• Written tasks:
A. Update the article on The Goblin Emperor from "2014 novel by" to "in his realm.", putting "reviewers" in place of "critics".
B. Write what comes next in the article on The Goblin Emperor, starting after its final sentence.

• Passage provided:
☆ ☆ ☆ ☆
The Goblin Emperor
- Author: Katherine Addison
- Cover artist: Anna and Elena Balbusso
- Language: English
- Series: The Goblin Emperor
- Genre: Fantasy of manners
- Published: 1 April 2014
- Publisher: Tor Books
- Publication place: United States
- Pages: 446
- Award: Locus Award for Best Fantasy Novel (2015)
- ISBN: 978-0765326997 (hardcover 1st ed)
- OCLC: 1031918177
- Followed by: The Witness for the Dead

= The Goblin Emperor =

2014 novel by Katherine Addison

The Goblin Emperor is a 2014 fantasy novel written by the American author Sarah Monette under the pseudonym Katherine Addison. The novel received the Locus Award for Best Fantasy Novel and was nominated for the Nebula, Hugo and World Fantasy Awards. It was well-received by critics, who noted the strength of the protagonist's characterization and, unusual for fantasy, the work's warm and understated tone.

The book tells the story of Maia, a young man of mixed Elven and Goblin heritage, who unexpectedly becomes Emperor of the Elflands, and has to contend with the court's byzantine power structure as well as racial and social tension in his realm.
☆ ☆ ☆ ☆
[Coordinate annotation entries]
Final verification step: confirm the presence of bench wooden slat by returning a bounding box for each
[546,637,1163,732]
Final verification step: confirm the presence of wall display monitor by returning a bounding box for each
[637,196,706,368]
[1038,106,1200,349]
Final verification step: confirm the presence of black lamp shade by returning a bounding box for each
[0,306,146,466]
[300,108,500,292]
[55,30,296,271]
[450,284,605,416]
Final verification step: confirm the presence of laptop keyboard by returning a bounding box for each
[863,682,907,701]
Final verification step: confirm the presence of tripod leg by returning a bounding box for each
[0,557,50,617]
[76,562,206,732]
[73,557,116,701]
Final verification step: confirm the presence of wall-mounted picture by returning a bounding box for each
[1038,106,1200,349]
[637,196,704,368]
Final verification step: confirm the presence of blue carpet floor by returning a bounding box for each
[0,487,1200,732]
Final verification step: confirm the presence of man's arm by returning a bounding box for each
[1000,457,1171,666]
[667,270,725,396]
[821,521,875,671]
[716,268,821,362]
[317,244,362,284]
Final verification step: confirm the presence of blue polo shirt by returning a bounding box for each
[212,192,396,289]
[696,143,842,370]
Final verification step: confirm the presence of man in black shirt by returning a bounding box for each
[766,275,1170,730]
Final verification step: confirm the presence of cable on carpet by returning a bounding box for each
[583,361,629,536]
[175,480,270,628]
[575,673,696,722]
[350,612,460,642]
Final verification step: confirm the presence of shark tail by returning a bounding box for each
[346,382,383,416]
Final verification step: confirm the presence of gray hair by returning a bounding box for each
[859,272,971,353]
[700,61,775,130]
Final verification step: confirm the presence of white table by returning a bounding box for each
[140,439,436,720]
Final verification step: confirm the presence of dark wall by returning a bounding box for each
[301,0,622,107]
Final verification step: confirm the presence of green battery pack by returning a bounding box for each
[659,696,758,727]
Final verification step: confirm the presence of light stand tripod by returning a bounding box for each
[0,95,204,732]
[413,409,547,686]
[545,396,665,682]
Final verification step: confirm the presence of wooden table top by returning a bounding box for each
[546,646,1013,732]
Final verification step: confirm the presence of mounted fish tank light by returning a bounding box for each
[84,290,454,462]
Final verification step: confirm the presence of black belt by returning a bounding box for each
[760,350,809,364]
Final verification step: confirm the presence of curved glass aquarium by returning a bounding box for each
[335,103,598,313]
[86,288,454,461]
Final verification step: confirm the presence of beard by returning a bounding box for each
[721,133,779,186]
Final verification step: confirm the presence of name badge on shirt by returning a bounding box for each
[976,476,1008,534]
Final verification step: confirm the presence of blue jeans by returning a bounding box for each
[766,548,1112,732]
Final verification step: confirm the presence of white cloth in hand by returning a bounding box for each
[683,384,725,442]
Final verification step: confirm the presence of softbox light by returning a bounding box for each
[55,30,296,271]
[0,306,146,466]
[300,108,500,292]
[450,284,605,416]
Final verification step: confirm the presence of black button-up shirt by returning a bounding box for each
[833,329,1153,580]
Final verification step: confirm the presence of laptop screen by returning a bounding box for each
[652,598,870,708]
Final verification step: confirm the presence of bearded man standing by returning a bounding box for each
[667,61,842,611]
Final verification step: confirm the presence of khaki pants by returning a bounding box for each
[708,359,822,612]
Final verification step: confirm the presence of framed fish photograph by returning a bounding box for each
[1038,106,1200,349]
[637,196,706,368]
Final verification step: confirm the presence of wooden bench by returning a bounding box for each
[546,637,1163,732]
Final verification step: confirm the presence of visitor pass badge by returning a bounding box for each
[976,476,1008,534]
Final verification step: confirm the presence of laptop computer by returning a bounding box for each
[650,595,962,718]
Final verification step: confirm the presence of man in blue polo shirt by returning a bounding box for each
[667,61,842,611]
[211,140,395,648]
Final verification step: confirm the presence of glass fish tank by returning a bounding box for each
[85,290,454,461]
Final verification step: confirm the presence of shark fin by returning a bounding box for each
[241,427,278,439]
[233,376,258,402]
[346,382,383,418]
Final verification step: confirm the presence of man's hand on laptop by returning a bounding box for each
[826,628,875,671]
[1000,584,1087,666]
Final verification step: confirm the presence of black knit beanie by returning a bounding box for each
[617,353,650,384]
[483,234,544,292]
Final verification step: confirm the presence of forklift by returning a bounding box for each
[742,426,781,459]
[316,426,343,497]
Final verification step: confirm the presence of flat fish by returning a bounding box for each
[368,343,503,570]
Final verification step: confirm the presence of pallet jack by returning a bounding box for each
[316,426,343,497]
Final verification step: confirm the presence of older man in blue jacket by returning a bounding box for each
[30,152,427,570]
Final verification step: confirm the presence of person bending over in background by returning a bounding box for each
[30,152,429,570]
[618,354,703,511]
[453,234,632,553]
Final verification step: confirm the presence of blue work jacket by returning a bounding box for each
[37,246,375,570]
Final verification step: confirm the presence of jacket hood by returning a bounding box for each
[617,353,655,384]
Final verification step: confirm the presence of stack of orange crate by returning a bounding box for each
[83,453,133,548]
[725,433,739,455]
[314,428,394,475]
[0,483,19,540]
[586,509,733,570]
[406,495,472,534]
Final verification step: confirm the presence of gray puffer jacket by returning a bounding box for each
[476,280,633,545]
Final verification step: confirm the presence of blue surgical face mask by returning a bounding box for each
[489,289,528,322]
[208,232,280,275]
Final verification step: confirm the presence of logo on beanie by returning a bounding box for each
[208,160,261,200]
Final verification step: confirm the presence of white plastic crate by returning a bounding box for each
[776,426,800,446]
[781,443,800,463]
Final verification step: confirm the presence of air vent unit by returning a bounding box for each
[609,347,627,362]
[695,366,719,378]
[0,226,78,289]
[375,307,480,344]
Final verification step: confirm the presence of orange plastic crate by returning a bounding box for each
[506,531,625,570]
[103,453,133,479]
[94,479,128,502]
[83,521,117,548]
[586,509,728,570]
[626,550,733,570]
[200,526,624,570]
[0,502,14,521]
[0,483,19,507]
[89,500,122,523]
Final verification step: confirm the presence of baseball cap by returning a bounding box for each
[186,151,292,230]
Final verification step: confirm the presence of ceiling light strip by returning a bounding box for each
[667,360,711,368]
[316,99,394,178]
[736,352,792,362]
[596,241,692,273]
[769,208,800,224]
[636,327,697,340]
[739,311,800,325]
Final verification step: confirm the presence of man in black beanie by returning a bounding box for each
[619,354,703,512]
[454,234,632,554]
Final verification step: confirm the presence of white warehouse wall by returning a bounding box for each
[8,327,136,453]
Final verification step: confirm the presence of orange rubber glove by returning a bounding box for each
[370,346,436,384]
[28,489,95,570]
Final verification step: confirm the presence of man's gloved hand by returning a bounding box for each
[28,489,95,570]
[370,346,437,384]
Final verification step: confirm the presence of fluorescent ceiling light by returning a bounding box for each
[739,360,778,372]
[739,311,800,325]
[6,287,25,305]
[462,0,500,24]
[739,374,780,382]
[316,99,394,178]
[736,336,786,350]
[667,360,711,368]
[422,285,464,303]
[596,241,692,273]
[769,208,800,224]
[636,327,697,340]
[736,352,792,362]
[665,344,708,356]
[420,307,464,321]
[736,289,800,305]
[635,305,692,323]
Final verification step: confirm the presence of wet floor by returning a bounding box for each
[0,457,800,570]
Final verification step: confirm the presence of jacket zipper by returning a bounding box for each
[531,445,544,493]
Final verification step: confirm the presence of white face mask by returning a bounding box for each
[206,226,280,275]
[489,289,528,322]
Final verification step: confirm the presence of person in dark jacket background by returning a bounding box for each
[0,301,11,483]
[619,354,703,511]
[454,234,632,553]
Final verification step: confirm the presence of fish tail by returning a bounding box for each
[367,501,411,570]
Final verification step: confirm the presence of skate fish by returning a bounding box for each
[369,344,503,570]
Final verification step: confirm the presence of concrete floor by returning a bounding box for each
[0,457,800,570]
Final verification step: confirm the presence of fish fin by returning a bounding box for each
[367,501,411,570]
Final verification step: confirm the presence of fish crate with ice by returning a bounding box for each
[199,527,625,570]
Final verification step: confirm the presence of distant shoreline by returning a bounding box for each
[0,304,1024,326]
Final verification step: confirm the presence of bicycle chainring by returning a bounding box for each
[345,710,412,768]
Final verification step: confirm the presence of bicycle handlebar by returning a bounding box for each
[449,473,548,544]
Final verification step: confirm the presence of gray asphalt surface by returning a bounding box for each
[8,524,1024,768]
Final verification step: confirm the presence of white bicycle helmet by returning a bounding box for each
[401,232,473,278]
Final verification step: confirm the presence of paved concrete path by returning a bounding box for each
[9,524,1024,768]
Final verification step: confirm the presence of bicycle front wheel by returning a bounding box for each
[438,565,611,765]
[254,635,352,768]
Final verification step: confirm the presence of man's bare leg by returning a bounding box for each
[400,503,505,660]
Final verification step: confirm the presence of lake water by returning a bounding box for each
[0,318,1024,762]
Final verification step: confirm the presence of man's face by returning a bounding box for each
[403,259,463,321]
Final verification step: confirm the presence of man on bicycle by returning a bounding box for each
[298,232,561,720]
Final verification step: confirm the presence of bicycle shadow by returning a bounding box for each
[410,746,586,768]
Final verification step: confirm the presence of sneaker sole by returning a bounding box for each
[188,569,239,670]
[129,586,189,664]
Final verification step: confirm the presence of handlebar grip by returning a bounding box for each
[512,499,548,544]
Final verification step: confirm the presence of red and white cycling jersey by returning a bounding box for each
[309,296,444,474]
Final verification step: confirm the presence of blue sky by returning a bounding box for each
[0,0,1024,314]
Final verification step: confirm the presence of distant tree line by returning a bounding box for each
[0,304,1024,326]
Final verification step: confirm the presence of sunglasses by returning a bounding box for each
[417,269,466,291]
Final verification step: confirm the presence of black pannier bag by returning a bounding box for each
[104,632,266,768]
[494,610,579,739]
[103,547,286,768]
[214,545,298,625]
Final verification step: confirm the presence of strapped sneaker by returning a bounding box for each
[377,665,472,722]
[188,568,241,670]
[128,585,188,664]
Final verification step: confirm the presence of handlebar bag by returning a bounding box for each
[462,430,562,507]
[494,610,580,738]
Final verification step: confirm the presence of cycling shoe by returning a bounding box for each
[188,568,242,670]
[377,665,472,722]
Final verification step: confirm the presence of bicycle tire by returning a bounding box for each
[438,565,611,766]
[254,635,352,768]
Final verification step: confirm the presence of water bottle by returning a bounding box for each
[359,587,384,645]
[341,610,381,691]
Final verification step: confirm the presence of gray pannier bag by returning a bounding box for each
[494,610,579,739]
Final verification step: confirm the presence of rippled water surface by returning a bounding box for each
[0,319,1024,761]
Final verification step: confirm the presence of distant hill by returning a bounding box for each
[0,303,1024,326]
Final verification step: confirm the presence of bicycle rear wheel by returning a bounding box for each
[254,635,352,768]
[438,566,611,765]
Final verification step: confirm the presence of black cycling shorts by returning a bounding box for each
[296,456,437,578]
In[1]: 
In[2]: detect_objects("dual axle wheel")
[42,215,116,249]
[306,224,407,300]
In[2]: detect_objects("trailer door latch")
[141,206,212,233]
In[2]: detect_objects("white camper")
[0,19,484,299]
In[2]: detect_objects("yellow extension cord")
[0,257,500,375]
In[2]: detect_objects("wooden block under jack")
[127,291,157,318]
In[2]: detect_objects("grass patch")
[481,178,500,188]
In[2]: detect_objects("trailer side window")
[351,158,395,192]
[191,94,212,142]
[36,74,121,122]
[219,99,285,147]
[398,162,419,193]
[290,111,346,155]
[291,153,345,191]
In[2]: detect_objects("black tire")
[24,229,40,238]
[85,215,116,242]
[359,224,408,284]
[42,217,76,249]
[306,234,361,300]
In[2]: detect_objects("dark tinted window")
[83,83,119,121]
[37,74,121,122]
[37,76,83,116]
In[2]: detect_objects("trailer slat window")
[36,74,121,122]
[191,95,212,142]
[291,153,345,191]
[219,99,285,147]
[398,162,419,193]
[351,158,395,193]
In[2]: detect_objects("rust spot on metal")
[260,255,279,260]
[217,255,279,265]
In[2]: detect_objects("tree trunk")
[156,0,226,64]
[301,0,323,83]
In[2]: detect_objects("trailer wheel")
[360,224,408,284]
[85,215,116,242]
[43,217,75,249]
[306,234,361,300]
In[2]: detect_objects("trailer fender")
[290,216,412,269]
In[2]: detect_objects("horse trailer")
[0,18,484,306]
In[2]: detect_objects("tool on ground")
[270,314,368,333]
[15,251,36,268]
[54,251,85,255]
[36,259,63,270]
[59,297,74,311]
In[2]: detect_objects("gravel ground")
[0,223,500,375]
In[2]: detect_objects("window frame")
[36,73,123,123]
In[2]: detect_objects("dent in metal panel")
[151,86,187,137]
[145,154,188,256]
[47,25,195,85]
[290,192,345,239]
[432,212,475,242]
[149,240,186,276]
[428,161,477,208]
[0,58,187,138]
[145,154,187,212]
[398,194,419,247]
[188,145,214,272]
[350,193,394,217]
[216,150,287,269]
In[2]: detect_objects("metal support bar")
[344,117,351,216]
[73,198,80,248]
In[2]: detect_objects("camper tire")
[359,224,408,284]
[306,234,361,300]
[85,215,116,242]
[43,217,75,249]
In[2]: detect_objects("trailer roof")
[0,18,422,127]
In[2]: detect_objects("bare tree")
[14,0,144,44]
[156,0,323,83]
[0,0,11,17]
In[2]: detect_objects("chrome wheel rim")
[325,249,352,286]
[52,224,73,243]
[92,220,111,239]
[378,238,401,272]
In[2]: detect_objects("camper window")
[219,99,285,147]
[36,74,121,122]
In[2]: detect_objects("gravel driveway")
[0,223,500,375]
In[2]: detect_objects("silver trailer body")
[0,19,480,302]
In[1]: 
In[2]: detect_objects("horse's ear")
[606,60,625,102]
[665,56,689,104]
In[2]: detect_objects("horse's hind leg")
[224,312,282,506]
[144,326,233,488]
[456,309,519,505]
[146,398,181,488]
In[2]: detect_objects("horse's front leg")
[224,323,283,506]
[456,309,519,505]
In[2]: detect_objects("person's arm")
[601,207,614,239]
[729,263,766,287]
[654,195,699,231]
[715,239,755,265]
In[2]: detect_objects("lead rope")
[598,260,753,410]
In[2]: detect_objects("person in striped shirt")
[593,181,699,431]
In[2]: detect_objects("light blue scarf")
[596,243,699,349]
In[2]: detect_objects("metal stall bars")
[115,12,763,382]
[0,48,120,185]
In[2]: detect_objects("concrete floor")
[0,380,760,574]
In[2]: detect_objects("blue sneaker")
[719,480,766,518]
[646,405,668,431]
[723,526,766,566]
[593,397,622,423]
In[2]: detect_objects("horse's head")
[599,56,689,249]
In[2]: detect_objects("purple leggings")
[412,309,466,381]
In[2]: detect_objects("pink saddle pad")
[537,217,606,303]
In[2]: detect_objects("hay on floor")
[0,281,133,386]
☆ ☆ ☆ ☆
• Responses per task:
A.
2014 novel by Katherine Addison

The Goblin Emperor is a 2014 fantasy novel written by the American author Sarah Monette under the pseudonym Katherine Addison. The novel received the Locus Award for Best Fantasy Novel and was nominated for the Nebula, Hugo and World Fantasy Awards. It was well-received by reviewers, who noted the strength of the protagonist's characterization and, unusual for fantasy, the work's warm and understated tone.

The book tells the story of Maia, a young man of mixed Elven and Goblin heritage, who unexpectedly becomes Emperor of the Elflands, and has to contend with the court's byzantine power structure as well as racial and social tension in his realm.

B.
==Synopsis==
Maia, youngest and least-favored son of the Emperor of the Elflands and of mixed Elven and Goblin heritage, unexpectedly ascends to the throne after his father and half-brothers are killed in an airship crash. Having been brought up entirely in exile from the court, living with an abusive cousin, the court is alien to him and his lack of social polish and connections make it difficult to take up his new responsibilities.

In the course of the first few months of his reign, Maia agrees to marry the noblewoman Csethiro; is seized by a crush on the opera singer Vechin; is visited by his maternal grandfather, the ruler of the Goblins; and slowly comes to terms with the loss of privacy that comes with being accompanied by bodyguards and retainers at all times. He survives an attempted coup by his half-brother's widow and his lord chancellor because his young nephew Idra refuses to usurp the throne, and his investigation into the death of his father uncovers a conspiracy by disaffected noblemen that had been using a group of worker revolutionaries to kill the previous Emperor.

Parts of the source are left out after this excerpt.